CASS, W.Va. -- Shay No. 5, a steam locomotive built in 1905 to work as a road engine on West Virginia Spruce Lumber Co.'s Greenbrier & Elk River Railroad, returned to its freight-hauling roots earlier this week.
On Monday, instead of hauling freshly felled spruce logs off Cheat Mountain to the sawmill at Cass, as it did during the previous century, or transporting passengers to the top of the mountain, as it has for the past several decades, the 107-year-old coal burner pushed a load of specially designed culvert pipe up the steep grade from Cass to a site near the headwaters of Shavers Fork.
It was the most practical way to get the three tons of trout-friendly plastic conduit to the mouth of Oats Run, a native brook trout stream rendered virtually impassible to fish attempting to enter it from Shavers Fork.
The long, shallow conventional culvert that now passes under the State Railroad Authority's right-of-way near the town site of Spruce, a long-abandoned early 20th-century logging town, makes passage in and out of Oats Run a challenge for brookies seeking food and spawning terrain.

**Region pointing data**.
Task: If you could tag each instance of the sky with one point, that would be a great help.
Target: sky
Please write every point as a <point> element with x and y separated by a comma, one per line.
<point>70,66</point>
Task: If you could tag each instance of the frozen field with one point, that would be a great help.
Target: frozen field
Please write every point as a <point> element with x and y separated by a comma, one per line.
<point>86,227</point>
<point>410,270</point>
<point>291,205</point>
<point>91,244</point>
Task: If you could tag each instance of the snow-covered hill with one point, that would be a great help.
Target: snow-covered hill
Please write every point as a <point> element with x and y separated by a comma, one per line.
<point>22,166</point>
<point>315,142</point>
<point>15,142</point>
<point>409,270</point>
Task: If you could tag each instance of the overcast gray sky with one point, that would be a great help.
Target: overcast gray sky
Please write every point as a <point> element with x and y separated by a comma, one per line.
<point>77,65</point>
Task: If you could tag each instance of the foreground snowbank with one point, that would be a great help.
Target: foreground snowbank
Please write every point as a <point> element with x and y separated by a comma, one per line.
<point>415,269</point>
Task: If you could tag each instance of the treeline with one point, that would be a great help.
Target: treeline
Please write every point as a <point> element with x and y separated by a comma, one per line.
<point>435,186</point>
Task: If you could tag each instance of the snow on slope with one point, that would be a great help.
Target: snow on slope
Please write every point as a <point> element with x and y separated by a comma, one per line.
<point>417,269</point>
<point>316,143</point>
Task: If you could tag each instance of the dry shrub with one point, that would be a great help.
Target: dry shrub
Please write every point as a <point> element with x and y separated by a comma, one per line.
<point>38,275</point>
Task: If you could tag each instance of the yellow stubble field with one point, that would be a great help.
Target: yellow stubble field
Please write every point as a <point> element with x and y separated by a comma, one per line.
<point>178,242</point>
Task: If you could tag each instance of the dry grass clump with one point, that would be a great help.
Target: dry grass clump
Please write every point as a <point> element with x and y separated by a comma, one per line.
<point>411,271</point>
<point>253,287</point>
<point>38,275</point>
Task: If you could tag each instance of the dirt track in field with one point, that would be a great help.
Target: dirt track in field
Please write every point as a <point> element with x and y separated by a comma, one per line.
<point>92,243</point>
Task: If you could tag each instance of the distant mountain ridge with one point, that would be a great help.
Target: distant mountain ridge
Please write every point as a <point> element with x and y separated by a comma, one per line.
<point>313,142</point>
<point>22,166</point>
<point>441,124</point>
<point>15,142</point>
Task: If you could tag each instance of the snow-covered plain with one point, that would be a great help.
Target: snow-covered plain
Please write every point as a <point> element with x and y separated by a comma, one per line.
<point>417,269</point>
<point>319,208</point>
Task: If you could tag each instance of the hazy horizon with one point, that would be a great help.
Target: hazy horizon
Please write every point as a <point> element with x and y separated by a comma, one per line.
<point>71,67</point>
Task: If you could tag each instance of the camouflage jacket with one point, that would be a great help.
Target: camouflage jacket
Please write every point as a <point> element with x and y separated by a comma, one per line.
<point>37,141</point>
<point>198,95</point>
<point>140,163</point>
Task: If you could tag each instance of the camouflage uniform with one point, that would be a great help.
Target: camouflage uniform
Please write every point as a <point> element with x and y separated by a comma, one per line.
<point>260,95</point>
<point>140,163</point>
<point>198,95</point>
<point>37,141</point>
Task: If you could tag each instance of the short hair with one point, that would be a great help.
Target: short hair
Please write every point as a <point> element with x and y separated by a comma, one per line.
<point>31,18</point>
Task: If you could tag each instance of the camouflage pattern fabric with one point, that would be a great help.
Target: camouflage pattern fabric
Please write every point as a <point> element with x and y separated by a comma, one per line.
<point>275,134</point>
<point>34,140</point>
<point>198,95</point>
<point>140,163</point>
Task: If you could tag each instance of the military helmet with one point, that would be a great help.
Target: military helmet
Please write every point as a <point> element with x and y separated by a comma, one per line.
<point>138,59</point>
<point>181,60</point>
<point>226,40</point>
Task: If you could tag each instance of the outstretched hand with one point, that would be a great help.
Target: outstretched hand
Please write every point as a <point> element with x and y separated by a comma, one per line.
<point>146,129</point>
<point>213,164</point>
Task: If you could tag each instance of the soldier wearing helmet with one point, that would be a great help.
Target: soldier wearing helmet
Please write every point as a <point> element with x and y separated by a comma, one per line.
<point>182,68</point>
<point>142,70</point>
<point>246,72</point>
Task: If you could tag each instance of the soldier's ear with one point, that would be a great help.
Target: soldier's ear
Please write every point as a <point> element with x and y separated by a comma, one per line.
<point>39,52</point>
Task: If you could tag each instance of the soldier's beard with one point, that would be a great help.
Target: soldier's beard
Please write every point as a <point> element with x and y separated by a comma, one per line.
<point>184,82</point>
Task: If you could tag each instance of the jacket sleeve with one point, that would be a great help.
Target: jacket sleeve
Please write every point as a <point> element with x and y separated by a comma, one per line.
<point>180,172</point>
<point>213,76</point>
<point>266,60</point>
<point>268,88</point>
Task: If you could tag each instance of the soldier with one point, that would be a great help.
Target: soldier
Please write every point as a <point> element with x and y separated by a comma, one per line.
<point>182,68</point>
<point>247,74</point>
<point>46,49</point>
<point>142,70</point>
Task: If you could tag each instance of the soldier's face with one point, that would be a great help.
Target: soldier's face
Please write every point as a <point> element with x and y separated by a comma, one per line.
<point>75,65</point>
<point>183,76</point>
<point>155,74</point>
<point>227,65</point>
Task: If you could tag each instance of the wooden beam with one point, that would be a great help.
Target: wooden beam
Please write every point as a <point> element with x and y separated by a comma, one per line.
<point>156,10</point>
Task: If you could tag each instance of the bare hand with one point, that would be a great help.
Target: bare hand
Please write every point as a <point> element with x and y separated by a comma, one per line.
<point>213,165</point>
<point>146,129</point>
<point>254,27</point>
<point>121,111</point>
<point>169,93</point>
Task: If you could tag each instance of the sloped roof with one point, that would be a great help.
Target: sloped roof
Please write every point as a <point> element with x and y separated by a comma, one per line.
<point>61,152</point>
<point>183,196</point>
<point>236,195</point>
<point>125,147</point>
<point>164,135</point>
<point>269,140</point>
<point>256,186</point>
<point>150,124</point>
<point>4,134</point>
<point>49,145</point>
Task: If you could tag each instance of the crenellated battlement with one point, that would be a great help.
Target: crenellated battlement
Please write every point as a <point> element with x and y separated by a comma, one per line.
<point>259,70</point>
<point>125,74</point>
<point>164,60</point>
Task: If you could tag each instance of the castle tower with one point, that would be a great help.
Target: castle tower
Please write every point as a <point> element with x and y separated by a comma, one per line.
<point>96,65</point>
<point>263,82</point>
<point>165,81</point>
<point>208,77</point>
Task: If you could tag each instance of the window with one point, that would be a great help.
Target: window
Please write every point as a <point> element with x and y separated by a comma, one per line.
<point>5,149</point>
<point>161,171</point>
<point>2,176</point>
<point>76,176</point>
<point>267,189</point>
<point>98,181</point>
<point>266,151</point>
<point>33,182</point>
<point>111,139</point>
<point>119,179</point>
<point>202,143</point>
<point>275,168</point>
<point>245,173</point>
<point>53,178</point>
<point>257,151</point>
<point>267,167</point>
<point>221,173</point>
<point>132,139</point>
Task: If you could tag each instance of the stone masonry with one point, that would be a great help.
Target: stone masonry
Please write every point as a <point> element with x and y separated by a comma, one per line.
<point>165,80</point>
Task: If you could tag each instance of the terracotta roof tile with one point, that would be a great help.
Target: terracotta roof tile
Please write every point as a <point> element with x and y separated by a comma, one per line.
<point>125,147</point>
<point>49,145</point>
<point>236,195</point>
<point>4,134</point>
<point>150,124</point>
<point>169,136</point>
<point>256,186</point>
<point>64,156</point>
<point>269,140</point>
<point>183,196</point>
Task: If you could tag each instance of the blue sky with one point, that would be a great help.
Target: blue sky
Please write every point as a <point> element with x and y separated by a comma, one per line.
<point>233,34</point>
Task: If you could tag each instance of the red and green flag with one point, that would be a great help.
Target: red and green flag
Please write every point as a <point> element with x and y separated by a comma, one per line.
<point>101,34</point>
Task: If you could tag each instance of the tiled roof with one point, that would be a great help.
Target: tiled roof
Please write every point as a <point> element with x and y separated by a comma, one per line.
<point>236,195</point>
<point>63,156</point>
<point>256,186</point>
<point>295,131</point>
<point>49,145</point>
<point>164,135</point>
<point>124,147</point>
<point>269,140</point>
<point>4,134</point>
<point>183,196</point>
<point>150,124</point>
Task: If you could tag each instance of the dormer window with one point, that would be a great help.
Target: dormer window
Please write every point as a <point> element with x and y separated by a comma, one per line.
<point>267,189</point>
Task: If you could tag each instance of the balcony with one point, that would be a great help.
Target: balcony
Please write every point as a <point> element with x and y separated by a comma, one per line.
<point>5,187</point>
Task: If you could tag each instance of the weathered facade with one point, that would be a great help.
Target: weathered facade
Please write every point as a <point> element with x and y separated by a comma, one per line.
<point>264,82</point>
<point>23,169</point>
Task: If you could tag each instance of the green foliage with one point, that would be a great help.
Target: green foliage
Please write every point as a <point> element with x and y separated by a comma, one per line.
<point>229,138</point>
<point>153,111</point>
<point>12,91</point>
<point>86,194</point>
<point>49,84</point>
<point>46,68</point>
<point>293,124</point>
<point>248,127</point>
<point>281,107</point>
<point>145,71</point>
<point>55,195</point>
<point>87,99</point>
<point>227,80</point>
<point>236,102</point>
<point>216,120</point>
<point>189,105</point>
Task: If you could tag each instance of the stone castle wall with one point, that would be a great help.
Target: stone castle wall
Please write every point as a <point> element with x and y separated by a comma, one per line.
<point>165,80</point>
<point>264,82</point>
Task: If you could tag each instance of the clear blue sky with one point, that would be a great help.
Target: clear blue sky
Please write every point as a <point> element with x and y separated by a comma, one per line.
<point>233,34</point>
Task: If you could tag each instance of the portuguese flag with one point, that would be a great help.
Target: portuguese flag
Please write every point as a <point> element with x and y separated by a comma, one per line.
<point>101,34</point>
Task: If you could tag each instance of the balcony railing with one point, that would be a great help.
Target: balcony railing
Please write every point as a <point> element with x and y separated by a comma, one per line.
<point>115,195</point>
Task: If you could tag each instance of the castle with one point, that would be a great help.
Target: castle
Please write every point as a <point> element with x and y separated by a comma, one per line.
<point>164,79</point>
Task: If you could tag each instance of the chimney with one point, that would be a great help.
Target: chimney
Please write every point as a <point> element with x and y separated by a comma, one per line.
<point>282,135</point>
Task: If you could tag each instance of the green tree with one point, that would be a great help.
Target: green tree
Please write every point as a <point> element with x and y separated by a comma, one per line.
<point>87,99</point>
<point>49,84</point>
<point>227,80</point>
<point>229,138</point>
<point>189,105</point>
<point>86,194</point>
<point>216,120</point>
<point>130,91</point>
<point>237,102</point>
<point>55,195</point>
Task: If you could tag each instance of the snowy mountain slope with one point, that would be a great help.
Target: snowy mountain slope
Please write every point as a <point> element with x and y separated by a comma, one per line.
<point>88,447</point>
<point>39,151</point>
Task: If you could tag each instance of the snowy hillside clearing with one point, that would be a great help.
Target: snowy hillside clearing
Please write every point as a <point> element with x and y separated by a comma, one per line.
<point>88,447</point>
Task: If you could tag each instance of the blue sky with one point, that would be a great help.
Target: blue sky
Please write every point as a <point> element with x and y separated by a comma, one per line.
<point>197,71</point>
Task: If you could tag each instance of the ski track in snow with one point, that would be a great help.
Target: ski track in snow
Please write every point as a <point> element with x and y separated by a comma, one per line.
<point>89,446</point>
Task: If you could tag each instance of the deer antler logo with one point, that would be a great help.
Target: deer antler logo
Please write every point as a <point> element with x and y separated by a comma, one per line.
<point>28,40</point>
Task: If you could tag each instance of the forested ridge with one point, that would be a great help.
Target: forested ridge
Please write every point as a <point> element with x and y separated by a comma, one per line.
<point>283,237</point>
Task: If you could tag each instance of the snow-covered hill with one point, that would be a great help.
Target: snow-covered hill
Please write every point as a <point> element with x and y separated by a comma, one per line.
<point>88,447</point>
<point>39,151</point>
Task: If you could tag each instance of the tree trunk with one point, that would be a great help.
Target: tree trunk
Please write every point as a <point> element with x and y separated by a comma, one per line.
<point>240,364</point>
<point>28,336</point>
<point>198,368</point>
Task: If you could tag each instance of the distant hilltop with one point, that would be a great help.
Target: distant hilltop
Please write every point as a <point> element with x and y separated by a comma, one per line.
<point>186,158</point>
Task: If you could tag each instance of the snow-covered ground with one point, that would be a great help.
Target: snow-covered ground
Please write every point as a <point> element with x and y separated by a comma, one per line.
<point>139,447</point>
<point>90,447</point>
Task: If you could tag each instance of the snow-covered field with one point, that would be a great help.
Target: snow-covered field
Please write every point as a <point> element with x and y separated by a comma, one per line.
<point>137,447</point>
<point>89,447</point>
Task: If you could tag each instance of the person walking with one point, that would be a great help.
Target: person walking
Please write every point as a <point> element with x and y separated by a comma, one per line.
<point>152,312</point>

**How to complete this task**. List every company, railroad, or authority named in the text about Shay No. 5. The lines are separate material and are not connected to the text about Shay No. 5.

**Exercise solution**.
West Virginia Spruce Lumber Co.
Greenbrier & Elk River Railroad
State Railroad Authority